__RECORDS PROVIDED__:
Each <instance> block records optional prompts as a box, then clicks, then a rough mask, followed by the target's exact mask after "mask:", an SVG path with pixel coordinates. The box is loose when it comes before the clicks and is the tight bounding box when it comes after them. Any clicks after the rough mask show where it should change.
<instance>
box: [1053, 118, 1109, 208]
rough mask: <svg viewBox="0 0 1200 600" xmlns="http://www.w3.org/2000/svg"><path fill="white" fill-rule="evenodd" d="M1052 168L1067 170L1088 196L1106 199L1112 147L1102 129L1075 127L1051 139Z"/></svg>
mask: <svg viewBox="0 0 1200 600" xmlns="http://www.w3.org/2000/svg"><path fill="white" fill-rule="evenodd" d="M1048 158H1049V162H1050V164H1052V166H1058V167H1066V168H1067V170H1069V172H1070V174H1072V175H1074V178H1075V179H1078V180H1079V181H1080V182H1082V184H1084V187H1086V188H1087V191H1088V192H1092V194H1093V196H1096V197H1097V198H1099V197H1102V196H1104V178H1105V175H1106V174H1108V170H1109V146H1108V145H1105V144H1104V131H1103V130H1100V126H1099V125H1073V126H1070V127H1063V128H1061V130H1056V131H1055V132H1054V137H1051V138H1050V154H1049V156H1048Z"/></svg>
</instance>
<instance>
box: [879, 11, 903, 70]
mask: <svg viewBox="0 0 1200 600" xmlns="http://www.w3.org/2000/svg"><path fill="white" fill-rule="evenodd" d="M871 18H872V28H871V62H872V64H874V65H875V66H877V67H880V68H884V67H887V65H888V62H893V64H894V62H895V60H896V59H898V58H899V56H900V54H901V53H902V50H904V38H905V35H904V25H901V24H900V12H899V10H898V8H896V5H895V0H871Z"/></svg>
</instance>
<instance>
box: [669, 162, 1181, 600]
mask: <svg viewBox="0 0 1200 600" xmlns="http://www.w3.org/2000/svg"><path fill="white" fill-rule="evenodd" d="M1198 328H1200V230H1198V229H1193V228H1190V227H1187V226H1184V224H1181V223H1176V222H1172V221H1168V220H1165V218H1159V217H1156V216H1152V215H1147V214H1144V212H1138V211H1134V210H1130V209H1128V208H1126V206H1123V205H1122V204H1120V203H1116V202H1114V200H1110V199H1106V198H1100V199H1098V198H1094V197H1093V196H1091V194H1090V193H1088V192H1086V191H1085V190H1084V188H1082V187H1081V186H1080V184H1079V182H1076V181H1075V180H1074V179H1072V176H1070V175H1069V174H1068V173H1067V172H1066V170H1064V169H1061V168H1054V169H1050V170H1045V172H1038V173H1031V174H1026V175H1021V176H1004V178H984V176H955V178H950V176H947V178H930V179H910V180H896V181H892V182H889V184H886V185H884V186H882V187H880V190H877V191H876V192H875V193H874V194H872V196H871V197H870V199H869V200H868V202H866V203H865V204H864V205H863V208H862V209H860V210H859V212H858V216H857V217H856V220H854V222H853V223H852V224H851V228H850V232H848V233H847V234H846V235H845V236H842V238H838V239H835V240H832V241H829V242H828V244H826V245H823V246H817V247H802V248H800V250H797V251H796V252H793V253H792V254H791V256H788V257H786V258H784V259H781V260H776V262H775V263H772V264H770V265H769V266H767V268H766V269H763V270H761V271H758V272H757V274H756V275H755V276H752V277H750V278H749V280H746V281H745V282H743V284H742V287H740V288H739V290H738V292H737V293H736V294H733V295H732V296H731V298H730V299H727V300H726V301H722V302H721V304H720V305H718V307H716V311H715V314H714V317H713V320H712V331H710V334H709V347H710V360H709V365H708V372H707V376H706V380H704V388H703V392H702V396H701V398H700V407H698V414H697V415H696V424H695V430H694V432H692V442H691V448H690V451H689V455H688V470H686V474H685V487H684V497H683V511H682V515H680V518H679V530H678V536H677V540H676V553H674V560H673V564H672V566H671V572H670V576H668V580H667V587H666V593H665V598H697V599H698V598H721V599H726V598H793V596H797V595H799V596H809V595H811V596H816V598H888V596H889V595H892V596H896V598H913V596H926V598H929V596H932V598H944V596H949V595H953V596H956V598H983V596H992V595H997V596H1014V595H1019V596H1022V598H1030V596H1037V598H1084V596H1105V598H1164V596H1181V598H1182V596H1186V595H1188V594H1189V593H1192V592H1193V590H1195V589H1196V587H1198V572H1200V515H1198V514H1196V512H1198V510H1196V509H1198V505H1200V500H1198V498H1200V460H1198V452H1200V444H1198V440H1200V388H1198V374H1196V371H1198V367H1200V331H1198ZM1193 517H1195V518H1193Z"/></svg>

__TASK PROMPT__:
Go through the data above and transcribe every entry exactly.

__ANSWER FOR THIS EXERCISE__:
Each <instance> block records optional prompts as a box, then clicks, then a rough mask, followed by the target's exact mask after "mask:", an SVG path with pixel coordinates. The box is loose when it comes before the clicks and is the tight bounding box when it comes after them. Any clicks after the rough mask show where it should change.
<instance>
box: [1053, 118, 1109, 208]
rough mask: <svg viewBox="0 0 1200 600" xmlns="http://www.w3.org/2000/svg"><path fill="white" fill-rule="evenodd" d="M1052 168L1067 170L1088 196L1106 199L1112 147L1102 129L1075 127L1051 139Z"/></svg>
mask: <svg viewBox="0 0 1200 600" xmlns="http://www.w3.org/2000/svg"><path fill="white" fill-rule="evenodd" d="M1048 158H1049V162H1050V164H1052V166H1058V167H1066V168H1067V170H1069V172H1070V174H1072V175H1074V178H1075V179H1078V180H1079V181H1080V182H1082V184H1084V187H1086V188H1087V191H1088V192H1092V194H1093V196H1096V197H1097V198H1099V197H1102V196H1104V178H1105V175H1106V174H1108V170H1109V146H1108V145H1105V144H1104V131H1103V130H1100V126H1099V125H1073V126H1070V127H1063V128H1061V130H1056V131H1055V132H1054V137H1051V138H1050V154H1049V156H1048Z"/></svg>
</instance>
<instance>
box: [879, 11, 903, 70]
mask: <svg viewBox="0 0 1200 600" xmlns="http://www.w3.org/2000/svg"><path fill="white" fill-rule="evenodd" d="M871 18H872V28H871V62H872V64H874V65H875V66H877V67H880V68H884V67H887V65H888V62H893V64H894V62H895V60H896V59H898V58H899V56H900V54H901V53H902V50H904V38H905V35H904V25H901V24H900V12H899V10H898V8H896V5H895V0H871Z"/></svg>
</instance>
<instance>
box: [669, 162, 1181, 600]
mask: <svg viewBox="0 0 1200 600" xmlns="http://www.w3.org/2000/svg"><path fill="white" fill-rule="evenodd" d="M1198 328H1200V230H1198V229H1193V228H1190V227H1187V226H1184V224H1181V223H1176V222H1172V221H1168V220H1165V218H1159V217H1156V216H1152V215H1147V214H1144V212H1138V211H1134V210H1130V209H1128V208H1126V206H1123V205H1122V204H1120V203H1116V202H1114V200H1110V199H1106V198H1100V199H1098V198H1094V197H1093V196H1091V194H1090V193H1088V192H1086V191H1085V190H1084V188H1082V187H1081V186H1080V184H1079V182H1076V181H1075V180H1074V179H1072V176H1070V175H1069V174H1068V173H1067V172H1066V170H1064V169H1061V168H1054V169H1050V170H1045V172H1038V173H1031V174H1026V175H1021V176H1004V178H984V176H955V178H950V176H947V178H930V179H910V180H896V181H892V182H889V184H886V185H884V186H882V187H880V190H877V191H876V192H875V193H874V194H872V196H871V197H870V199H869V200H868V202H866V203H865V204H864V205H863V208H862V209H860V210H859V212H858V216H857V217H856V220H854V222H853V223H852V224H851V228H850V232H848V233H847V234H846V235H845V236H842V238H838V239H835V240H832V241H829V242H828V244H826V245H823V246H817V247H802V248H800V250H797V251H796V252H793V253H792V254H791V256H788V257H786V258H784V259H781V260H776V262H775V263H772V264H770V265H769V266H767V268H766V269H763V270H761V271H758V272H757V274H756V275H755V276H752V277H750V278H749V280H746V281H745V282H743V284H742V287H740V288H739V290H738V292H737V293H736V294H733V295H732V296H731V298H730V299H727V300H726V301H722V302H721V304H720V305H718V307H716V311H715V314H714V317H713V320H712V331H710V334H709V347H710V360H709V365H708V372H707V376H706V380H704V388H703V392H702V396H701V398H700V407H698V414H697V415H696V424H695V430H694V432H692V442H691V448H690V451H689V455H688V470H686V474H685V487H684V497H683V511H682V515H680V518H679V530H678V536H677V540H676V553H674V560H673V564H672V566H671V572H670V576H668V580H667V587H666V593H665V598H697V599H698V598H721V599H726V598H793V596H797V595H799V596H809V595H811V596H816V598H888V596H889V595H892V596H896V598H913V596H926V598H929V596H932V598H944V596H949V595H953V596H956V598H983V596H992V595H997V596H1014V595H1019V596H1022V598H1030V596H1037V598H1084V596H1105V598H1164V596H1181V598H1182V596H1186V595H1188V594H1189V593H1192V592H1193V590H1195V589H1196V587H1198V572H1200V515H1198V514H1196V512H1198V510H1196V509H1198V505H1200V500H1198V498H1200V460H1198V452H1200V444H1198V440H1200V388H1198V374H1196V371H1198V367H1200V331H1198ZM1193 517H1195V518H1193Z"/></svg>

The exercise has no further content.